# EXERCISE BRIEF
Carry over the records from the line containing "TARGET: white ceramic plate" through the end of the records, including both of those lines. Reproduce every line, requests included, and add 119 to each coordinate in the answers.

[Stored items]
• • • •

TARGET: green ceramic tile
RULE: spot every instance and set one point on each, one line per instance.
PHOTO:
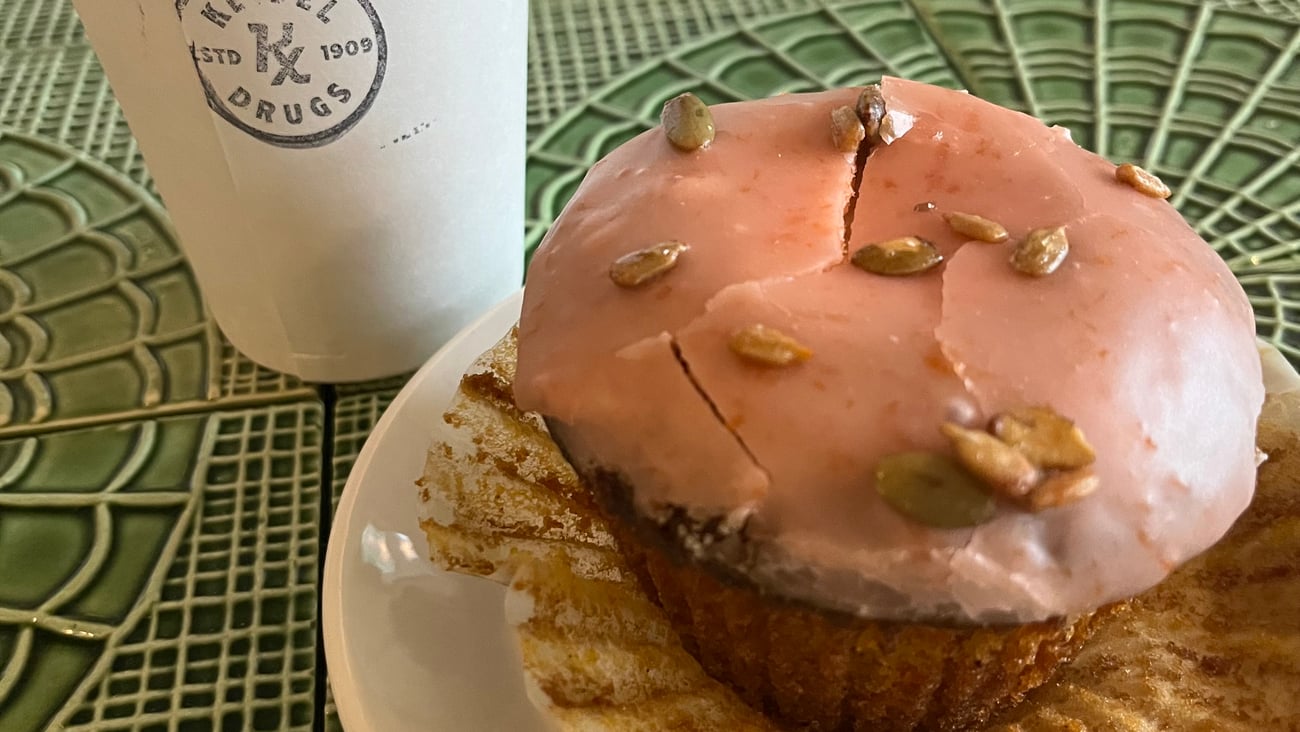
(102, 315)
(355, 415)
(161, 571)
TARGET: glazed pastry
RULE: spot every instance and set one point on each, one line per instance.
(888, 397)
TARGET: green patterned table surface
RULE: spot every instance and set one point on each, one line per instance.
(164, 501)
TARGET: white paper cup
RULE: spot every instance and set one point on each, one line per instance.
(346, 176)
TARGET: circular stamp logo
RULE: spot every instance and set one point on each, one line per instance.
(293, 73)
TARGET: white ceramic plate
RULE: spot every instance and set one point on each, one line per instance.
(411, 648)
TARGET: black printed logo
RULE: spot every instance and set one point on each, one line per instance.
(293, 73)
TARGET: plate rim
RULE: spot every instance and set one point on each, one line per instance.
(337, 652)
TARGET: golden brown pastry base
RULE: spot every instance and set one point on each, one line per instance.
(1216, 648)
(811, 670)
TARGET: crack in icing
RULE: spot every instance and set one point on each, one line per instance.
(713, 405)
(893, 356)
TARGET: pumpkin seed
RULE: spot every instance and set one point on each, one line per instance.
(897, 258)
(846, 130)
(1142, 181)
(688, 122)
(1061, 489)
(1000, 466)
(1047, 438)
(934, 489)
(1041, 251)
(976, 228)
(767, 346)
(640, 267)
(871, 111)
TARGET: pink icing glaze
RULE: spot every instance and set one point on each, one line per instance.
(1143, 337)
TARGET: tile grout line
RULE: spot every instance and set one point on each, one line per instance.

• • • •

# OUTPUT
TARGET: white ceramic plate
RULE: spot every instance and set one point on each, one line per instance.
(530, 767)
TARGET: black printed logo
RULE: spot every instance and set one point on each, one line per instance.
(412, 192)
TARGET: plate rim
RULE: spot every instance and set one point on each, one line per instance.
(456, 771)
TARGET: golden brown pastry base
RULE: spot every instance and set one point on each, one line per instance.
(1335, 767)
(930, 789)
TARGET: crack in icing
RULE: spot every instance and set one point on each, one line per instance.
(832, 524)
(1012, 475)
TARGET: pumpkin seed
RULE: spot every instance and set one point on each, one line per instance.
(1016, 377)
(965, 249)
(1261, 300)
(807, 241)
(1180, 608)
(1119, 585)
(1166, 557)
(1053, 608)
(1160, 370)
(1095, 347)
(886, 465)
(759, 386)
(990, 230)
TARGET: pink icing glaze
RULE: spot every instance and set one point on each, one line per instance.
(1262, 456)
TARGET: tile grout line
RULE: spot every instance and set one point on each, one line per instance.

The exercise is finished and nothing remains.